▶ **Exercise**
Show each line below that contains the string "drizzle", copying the whole line. Only matches with the same capitalization count.

▶ **Provided data**

------

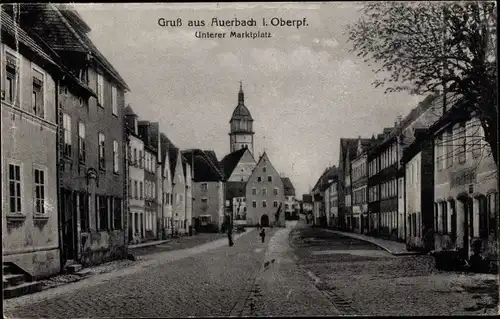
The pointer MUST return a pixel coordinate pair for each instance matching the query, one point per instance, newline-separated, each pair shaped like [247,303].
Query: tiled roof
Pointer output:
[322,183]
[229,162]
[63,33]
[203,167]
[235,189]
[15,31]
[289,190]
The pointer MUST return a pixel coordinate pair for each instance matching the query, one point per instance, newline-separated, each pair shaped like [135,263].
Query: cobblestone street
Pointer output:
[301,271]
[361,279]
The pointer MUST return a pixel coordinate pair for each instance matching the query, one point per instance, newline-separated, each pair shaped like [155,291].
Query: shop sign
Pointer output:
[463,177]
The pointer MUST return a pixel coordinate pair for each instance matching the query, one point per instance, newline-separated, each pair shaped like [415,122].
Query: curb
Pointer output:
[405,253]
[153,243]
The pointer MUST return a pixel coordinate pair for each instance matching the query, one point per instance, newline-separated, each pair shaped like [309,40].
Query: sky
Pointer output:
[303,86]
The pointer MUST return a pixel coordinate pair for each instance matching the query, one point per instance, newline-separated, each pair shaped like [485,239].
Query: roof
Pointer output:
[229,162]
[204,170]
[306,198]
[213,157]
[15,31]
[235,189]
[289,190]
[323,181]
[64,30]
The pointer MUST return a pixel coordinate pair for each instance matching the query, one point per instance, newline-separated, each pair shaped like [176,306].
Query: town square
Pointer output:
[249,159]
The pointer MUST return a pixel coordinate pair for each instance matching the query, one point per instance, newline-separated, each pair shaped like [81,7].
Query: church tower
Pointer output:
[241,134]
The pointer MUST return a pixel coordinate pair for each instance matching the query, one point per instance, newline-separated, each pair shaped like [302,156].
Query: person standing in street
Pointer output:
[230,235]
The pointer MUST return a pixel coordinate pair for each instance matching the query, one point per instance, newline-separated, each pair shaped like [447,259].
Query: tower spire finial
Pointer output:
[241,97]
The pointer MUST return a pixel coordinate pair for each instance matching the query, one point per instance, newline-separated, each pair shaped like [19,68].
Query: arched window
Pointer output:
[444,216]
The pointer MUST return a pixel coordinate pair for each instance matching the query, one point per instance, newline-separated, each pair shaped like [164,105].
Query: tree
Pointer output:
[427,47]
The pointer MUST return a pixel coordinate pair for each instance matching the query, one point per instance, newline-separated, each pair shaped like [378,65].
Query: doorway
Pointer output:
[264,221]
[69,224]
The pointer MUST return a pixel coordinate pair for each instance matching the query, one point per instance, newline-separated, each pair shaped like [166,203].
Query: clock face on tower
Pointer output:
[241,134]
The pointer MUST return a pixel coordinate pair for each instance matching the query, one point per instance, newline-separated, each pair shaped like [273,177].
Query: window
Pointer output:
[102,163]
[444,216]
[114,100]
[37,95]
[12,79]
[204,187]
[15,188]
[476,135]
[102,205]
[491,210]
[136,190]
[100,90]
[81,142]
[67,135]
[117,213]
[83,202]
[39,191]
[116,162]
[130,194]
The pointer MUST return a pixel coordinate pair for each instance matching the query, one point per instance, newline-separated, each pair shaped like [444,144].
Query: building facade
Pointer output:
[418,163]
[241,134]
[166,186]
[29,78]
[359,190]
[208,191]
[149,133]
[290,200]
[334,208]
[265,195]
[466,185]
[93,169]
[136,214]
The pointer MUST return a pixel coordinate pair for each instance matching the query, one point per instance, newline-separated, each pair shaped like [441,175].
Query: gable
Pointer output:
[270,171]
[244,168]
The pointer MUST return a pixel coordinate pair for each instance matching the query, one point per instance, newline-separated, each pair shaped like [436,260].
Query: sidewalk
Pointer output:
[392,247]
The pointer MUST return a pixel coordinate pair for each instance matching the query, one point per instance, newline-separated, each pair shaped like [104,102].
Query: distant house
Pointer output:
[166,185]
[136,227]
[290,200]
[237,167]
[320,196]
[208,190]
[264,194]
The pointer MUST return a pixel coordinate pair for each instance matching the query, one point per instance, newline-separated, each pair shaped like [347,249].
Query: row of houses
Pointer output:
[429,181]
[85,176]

------

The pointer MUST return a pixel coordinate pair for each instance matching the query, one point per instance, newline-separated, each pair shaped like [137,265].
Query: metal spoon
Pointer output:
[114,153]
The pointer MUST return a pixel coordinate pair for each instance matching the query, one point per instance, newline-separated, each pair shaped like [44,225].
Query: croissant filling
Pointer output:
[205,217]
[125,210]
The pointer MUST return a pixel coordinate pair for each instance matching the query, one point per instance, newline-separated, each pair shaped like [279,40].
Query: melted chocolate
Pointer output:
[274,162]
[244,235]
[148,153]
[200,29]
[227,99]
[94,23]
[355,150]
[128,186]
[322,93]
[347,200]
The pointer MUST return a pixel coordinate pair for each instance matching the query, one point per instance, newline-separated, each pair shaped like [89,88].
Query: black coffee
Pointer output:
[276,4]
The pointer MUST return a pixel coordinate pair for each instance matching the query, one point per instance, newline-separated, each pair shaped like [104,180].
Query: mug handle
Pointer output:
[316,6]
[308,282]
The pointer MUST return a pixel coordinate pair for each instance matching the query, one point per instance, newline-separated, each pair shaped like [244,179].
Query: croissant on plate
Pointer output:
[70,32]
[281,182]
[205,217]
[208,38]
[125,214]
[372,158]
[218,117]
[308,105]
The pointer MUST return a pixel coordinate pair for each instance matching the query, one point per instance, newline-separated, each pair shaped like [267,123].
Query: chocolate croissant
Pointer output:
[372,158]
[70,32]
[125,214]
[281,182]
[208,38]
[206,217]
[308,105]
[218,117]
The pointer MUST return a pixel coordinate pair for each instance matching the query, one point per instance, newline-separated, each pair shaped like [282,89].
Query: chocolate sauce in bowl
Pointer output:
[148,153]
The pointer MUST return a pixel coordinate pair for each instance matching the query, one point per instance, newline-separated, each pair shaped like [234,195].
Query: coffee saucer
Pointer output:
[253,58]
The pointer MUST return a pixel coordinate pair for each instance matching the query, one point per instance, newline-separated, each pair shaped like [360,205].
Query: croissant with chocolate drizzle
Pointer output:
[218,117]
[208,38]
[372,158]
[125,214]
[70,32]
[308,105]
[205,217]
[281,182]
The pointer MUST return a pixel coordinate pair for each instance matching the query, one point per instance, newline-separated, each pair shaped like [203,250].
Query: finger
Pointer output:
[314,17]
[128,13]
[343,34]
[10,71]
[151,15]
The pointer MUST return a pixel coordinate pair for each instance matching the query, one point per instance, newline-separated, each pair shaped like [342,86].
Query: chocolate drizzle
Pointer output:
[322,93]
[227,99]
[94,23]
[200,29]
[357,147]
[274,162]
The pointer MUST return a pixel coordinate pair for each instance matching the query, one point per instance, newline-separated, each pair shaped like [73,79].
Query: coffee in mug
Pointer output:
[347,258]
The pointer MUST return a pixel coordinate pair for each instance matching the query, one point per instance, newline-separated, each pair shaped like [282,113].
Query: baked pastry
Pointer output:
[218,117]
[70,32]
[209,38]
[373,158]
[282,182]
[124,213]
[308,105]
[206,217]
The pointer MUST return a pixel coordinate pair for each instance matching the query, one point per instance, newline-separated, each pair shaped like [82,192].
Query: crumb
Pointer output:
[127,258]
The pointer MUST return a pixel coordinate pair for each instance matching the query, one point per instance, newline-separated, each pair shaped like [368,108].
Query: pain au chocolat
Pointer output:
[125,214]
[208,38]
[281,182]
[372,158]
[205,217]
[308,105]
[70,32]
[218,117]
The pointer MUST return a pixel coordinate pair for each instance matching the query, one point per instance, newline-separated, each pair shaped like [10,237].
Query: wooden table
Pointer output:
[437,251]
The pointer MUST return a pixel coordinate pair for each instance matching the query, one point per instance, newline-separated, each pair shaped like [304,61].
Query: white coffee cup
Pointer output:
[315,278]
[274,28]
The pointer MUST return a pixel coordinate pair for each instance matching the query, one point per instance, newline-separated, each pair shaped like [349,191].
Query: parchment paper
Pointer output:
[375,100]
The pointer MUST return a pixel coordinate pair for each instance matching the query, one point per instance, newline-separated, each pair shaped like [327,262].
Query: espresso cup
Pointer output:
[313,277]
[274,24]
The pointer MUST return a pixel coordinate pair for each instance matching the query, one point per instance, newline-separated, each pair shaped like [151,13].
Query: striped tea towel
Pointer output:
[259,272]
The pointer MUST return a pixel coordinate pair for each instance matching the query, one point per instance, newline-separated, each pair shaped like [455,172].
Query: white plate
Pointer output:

------

▶ **The solution**
Query: croissant with chocolate drizzle
Query: chocolate drizzle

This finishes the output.